> [Work to be completed] Copy out the line that contains "[mark] white window frame" and the lines after it through the final one in the entries below, exactly, with no other lines.
=== Record extracts ===
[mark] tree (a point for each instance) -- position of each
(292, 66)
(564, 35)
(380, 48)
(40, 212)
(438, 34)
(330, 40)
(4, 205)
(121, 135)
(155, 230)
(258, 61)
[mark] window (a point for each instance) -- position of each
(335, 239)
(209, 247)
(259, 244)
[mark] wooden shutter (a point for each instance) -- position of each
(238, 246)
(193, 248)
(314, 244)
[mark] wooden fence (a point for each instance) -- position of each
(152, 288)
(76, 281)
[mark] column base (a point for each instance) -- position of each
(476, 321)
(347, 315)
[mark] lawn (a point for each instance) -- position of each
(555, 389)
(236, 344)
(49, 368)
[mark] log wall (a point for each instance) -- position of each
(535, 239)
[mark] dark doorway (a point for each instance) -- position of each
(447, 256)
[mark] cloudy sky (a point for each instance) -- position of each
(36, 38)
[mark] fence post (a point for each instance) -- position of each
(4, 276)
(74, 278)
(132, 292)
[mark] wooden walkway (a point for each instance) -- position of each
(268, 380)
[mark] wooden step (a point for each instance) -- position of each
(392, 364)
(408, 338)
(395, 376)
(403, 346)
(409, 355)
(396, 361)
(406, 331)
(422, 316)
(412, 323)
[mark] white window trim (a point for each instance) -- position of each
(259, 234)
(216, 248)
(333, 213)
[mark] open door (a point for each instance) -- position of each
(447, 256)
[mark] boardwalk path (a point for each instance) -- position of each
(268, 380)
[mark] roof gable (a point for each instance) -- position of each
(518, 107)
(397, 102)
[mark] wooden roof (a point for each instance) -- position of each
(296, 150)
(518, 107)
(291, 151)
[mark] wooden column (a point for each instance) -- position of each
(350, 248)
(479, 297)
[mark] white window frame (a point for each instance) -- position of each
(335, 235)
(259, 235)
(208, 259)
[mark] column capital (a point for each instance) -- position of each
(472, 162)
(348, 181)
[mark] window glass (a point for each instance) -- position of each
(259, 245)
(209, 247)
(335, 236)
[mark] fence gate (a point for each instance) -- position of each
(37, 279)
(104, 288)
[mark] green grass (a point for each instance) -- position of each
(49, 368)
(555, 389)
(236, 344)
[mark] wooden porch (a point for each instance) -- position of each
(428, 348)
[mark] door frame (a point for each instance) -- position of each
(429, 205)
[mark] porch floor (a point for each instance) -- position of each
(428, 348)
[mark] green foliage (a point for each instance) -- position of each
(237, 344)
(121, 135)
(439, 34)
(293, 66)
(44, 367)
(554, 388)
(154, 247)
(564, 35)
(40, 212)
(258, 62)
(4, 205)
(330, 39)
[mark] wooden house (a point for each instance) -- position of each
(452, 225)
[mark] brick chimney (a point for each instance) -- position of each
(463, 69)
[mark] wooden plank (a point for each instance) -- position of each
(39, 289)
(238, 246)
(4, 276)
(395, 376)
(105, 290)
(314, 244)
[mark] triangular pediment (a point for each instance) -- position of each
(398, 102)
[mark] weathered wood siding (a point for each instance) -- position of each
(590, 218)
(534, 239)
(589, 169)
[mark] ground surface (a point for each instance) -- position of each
===
> [Answer to this exercise]
[mark] white window frame (a point for each instance) -- position of each
(335, 235)
(259, 235)
(208, 259)
[mark] column capital (a point for each instance) -- position of each
(472, 162)
(348, 181)
[mark] window glass (a point for each instance) -- position of each
(259, 245)
(209, 247)
(335, 236)
[mark] fence gate (a point for each instance) -- position of each
(37, 279)
(104, 288)
[mark] green grass (a point for each instance) -- position of each
(49, 368)
(555, 389)
(236, 344)
[mark] wooden porch (a point for each instance) -- position of each
(428, 348)
[mark] door frame (a point for each instance) -- position of each
(429, 205)
[mark] porch floor (a point for each instance) -- position of each
(428, 348)
[mark] green foliage (a point for each instance) -- position of each
(237, 344)
(121, 135)
(439, 34)
(293, 66)
(44, 367)
(554, 388)
(154, 247)
(564, 35)
(40, 212)
(258, 62)
(4, 205)
(330, 39)
[mark] wooden house (a point for each instance) -- position of each
(452, 225)
[mark] brick chimney (a point for each instance) -- position of each
(463, 69)
[mark] wooden plank (a point for each instance) -- position of each
(39, 289)
(238, 246)
(4, 276)
(395, 376)
(105, 290)
(314, 244)
[mark] triangular pediment (a point for each instance) -- position of each
(398, 102)
[mark] weathered wood siding (a point for each instance) -- position of each
(590, 218)
(534, 239)
(589, 169)
[mark] ground surface (a point for each instance) -- position of each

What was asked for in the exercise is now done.